## Exercise
Leave out the pictures. Return every record otherwise untouched.
START Exercise inputs
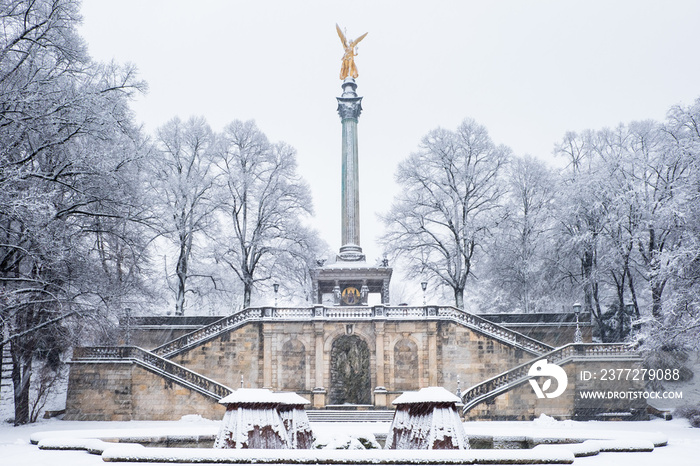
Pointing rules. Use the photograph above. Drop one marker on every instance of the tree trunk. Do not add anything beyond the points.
(21, 377)
(181, 272)
(247, 288)
(459, 298)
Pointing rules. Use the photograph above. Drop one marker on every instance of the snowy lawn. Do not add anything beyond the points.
(683, 441)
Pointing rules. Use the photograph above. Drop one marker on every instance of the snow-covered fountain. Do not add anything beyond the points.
(259, 418)
(295, 420)
(427, 420)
END Exercise inputs
## Exercise result
Pointing rules. Use the photograph above. Drop one marker on every instance of the tree trunk. Do not add anything beyond the points.
(21, 377)
(181, 272)
(247, 288)
(459, 298)
Pointing rules. Use the photograph above. Drop one marker on every instance of the snowy lawn. Do not add anything beyond the points.
(683, 441)
Pointing rules. Use the photograph above. Drop one marker on every instance of the snow-covered fountain. Do not add anything beyond the points.
(259, 418)
(295, 420)
(427, 420)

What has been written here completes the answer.